What needs to be done ->
Nothing but an exact repetition of the entries should appear in the answer.

*** Data records ***

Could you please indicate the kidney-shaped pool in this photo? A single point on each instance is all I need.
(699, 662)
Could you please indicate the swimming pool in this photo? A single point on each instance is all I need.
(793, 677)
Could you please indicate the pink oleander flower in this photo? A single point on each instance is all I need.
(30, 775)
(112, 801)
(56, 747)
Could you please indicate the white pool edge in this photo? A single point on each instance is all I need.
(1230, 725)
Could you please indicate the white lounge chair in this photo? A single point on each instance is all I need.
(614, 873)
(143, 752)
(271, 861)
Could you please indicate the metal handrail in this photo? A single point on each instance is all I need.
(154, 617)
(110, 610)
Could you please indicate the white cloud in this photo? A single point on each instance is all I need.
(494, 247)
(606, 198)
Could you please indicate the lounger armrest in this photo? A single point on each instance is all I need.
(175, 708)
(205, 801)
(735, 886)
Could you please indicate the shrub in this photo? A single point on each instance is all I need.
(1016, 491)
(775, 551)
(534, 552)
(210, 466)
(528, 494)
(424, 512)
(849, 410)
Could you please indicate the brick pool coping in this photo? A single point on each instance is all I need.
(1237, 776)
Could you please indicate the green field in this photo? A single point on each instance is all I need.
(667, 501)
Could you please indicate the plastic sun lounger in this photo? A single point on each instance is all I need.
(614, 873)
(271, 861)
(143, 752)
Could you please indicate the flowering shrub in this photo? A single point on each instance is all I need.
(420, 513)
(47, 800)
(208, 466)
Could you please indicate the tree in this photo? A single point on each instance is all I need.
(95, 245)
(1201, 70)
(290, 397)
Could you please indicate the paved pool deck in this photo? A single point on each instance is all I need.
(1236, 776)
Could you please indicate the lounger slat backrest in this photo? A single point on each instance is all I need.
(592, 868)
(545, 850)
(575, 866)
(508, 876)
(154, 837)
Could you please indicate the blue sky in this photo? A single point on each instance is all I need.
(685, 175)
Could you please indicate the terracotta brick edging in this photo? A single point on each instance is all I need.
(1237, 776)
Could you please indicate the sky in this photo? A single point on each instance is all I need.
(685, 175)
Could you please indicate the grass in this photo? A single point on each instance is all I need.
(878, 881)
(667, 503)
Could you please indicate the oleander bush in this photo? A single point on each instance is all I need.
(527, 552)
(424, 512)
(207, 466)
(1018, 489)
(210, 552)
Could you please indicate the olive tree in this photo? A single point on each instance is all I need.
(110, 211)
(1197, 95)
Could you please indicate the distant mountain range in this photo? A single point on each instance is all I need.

***

Output of the task ->
Could you please indicate the kidney-shaped pool in this photo? A single point on each instance is all I need.
(699, 662)
Could you please indicate the swimming pool in this photo? A single point on each instance is all I need.
(793, 677)
Could you please indicate the pink oleander flower in this photo? A single point on each instance is all I need.
(30, 775)
(112, 801)
(56, 747)
Could you please indicate the white pool edge in this photo? A single point on each instance is all I need.
(1230, 725)
Could you please indicate the white lounge chair in this photo? A single point on each instance is all I need.
(614, 873)
(143, 752)
(271, 861)
Could you please indicate the metal handrail in this photo? A single point on each instance is all I need.
(154, 617)
(110, 610)
Could you please indicate the white cloud in this photo? A single point on each instance is all I need.
(494, 247)
(606, 198)
Could you please indicate the lounger armrest in this photo? A single point on each instance is all I need.
(175, 708)
(205, 801)
(735, 886)
Could you please indicate the shrub in this photo? A single point on each instance is all I need.
(1016, 491)
(775, 551)
(534, 552)
(210, 466)
(528, 494)
(424, 512)
(849, 410)
Could you please indicate the brick pool coping in this photo? A single point on each instance is all I need.
(1237, 776)
Could you please indicate the green field in this photo? A single point on each instance is all I need.
(667, 501)
Could you please indicate the plastic sun lounger in this photo? A single point on each instance is all I need.
(614, 873)
(271, 861)
(143, 752)
Could you please indicate the flowering shrub in this photo? A single point on each instance is all I need.
(420, 513)
(47, 800)
(208, 466)
Could you please indicate the tree in this photo? A single point on each instance is all I need.
(95, 245)
(1201, 70)
(290, 397)
Could you please indicate the paved pool deck in this photo? A single point on each instance is all I need.
(1236, 776)
Could you please indicate the lounger slat backrest in this photo? A single point on each instance is all I need.
(592, 868)
(545, 850)
(575, 866)
(508, 876)
(154, 837)
Could you please indicate the blue sky in this photo? A single point on each instance is all I need.
(685, 175)
Could you please indicate the terracotta brick edging in this photo? A single point on each instance is all I need.
(1237, 776)
Could you please indicate the sky in this photo? A single point on each instance is all I need.
(685, 175)
Could you please indicate the grass in this photo? A single point on each instance is all I need.
(878, 881)
(667, 503)
Could you please indicate the oleander bush in this photo? A single point on each instance is all I need.
(527, 552)
(424, 512)
(207, 466)
(1018, 489)
(210, 552)
Could you please indicate the olive tree in this photo? A single point on each instance is all I need.
(110, 211)
(1197, 95)
Could you please indicate the distant mountain range in this photo? A single point on each instance is all I need.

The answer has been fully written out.